▸ What is asked
List every line in the items below that contains the string "trace", matching case exactly.

** Begin Material provided **

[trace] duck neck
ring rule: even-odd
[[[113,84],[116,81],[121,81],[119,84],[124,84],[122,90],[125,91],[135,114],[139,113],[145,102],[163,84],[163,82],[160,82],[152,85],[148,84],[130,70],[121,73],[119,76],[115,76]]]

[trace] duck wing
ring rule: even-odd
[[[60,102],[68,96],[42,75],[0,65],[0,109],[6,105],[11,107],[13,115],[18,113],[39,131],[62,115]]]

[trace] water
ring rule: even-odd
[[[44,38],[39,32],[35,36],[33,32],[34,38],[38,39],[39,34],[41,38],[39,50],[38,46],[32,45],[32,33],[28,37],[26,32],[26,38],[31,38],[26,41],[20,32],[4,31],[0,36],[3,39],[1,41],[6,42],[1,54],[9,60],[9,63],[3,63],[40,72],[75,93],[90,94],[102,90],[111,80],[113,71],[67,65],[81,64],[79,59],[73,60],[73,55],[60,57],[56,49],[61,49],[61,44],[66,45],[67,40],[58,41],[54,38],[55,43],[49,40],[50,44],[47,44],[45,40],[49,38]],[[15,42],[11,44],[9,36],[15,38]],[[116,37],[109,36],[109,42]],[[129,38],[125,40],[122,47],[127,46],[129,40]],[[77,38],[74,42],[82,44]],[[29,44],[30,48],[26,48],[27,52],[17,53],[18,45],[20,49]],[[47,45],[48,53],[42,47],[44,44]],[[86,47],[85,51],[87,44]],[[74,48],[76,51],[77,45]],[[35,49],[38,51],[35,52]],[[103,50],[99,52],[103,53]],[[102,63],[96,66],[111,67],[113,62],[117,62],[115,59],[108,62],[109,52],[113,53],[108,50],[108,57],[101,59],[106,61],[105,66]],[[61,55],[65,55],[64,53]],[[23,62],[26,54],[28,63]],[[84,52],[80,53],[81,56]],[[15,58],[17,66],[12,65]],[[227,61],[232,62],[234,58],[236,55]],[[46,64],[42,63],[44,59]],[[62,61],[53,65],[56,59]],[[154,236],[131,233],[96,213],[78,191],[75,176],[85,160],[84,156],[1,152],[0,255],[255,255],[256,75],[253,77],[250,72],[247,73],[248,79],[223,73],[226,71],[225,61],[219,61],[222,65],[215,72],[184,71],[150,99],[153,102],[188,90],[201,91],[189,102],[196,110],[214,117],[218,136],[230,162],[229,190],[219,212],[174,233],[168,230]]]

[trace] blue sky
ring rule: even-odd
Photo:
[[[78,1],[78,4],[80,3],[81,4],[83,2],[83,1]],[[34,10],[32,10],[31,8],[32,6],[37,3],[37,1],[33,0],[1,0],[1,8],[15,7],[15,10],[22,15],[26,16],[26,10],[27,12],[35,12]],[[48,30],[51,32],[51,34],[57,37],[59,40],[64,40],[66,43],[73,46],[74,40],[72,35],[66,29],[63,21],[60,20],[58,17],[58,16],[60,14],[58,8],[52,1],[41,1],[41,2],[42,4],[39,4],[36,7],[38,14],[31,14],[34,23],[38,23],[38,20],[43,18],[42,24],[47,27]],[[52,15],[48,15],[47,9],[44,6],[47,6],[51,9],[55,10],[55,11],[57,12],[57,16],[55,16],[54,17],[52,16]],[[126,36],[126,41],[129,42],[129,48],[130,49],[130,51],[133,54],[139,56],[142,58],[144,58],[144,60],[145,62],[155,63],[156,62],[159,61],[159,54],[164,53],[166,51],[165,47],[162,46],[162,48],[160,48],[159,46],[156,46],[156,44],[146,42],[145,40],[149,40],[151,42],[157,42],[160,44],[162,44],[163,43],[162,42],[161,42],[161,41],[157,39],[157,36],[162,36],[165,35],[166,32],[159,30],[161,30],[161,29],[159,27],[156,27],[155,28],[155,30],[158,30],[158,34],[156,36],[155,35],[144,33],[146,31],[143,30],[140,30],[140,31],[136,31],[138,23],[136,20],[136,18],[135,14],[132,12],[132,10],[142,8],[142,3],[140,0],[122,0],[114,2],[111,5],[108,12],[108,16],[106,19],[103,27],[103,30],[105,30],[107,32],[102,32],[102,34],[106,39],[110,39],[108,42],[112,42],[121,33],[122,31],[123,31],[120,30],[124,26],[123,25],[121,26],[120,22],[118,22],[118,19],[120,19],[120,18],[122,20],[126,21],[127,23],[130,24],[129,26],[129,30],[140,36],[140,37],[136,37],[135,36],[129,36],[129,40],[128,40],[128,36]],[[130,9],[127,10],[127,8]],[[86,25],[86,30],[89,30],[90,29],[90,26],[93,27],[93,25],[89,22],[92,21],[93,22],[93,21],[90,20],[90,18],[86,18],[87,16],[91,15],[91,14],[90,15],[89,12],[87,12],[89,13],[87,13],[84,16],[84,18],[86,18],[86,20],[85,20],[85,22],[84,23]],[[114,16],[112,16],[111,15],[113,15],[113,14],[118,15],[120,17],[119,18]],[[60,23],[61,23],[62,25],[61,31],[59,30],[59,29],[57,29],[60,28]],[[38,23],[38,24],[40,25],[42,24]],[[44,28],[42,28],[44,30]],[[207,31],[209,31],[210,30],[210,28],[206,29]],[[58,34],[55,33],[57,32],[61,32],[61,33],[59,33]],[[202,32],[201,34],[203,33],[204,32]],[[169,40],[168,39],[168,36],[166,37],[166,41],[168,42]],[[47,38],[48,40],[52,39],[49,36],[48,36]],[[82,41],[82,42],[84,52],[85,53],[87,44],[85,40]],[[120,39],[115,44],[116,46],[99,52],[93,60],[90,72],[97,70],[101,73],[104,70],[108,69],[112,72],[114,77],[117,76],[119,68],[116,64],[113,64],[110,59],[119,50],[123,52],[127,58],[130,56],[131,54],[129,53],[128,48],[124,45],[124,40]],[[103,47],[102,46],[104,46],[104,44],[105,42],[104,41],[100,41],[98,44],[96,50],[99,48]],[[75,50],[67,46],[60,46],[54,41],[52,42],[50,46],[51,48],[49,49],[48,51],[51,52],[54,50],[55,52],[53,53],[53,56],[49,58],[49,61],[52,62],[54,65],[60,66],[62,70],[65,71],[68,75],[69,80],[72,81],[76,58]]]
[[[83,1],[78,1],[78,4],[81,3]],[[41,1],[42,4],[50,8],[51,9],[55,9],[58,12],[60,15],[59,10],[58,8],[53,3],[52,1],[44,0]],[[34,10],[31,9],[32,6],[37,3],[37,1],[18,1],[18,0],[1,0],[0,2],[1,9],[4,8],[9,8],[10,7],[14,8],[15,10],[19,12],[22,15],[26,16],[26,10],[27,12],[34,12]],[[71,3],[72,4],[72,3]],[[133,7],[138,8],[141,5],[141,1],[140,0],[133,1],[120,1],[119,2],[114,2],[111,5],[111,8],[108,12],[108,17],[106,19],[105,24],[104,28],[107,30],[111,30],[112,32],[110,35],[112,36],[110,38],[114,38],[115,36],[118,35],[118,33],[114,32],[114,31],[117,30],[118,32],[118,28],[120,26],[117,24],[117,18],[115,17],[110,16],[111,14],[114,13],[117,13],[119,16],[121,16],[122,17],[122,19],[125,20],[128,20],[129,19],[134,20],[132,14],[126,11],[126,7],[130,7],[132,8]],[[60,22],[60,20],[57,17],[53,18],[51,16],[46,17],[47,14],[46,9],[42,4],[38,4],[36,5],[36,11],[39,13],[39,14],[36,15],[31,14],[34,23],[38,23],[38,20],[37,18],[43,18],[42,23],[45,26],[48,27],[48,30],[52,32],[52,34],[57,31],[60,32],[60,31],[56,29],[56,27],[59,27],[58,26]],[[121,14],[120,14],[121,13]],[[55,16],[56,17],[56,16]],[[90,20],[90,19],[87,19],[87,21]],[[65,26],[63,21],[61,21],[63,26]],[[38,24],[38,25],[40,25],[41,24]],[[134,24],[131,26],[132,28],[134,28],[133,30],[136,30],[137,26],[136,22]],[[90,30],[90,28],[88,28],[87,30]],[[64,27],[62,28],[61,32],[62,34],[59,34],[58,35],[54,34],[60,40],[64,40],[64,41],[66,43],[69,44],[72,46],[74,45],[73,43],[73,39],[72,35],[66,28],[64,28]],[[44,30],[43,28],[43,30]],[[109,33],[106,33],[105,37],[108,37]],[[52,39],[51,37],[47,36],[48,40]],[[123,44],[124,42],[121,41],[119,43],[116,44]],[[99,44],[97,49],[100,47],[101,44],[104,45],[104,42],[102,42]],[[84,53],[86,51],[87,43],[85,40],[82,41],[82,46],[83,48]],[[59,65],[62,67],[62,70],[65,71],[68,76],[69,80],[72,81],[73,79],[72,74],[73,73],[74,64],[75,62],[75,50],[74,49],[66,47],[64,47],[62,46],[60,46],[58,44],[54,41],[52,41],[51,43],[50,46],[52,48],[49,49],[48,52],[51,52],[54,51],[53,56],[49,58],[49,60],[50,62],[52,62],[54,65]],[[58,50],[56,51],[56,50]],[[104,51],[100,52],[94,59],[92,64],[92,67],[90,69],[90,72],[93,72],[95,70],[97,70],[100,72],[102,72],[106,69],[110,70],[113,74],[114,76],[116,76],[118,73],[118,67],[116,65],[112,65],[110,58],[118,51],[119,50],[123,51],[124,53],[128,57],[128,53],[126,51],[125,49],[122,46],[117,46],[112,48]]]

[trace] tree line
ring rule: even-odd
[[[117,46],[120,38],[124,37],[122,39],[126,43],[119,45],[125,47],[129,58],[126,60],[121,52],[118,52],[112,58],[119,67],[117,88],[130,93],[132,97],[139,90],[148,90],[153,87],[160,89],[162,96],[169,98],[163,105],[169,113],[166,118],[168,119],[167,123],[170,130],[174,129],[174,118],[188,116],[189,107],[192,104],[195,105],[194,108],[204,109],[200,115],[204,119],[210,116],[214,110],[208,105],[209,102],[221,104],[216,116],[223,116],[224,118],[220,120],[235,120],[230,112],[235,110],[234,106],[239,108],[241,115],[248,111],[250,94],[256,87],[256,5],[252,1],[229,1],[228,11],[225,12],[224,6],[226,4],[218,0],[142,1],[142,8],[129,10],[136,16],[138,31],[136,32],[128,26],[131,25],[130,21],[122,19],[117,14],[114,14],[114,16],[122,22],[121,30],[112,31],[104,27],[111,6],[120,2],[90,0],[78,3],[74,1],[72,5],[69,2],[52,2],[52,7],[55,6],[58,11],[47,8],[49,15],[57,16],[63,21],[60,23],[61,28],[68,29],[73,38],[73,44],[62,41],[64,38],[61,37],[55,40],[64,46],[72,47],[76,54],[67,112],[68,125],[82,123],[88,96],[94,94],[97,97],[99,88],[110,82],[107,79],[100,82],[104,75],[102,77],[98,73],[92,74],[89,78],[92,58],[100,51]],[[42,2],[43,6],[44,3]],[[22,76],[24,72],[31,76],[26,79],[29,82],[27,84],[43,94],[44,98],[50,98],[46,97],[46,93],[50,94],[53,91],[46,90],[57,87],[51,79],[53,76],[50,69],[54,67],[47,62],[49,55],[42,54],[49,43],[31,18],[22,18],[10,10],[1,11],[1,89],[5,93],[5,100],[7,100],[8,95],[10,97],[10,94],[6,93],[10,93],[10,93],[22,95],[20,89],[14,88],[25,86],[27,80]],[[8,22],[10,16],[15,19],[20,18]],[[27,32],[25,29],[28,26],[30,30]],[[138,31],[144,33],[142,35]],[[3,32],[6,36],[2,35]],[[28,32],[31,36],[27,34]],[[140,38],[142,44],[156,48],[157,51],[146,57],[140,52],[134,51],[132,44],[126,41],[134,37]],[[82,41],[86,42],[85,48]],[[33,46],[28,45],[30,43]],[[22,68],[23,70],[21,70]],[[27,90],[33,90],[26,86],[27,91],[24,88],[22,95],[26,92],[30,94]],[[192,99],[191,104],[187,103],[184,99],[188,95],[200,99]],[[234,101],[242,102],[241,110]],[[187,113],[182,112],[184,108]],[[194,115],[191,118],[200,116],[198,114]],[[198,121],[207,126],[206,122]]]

** End Material provided **

▸ Written solution
[trace] duck neck
[trace] duck wing
[trace] water
[trace] blue sky
[trace] tree line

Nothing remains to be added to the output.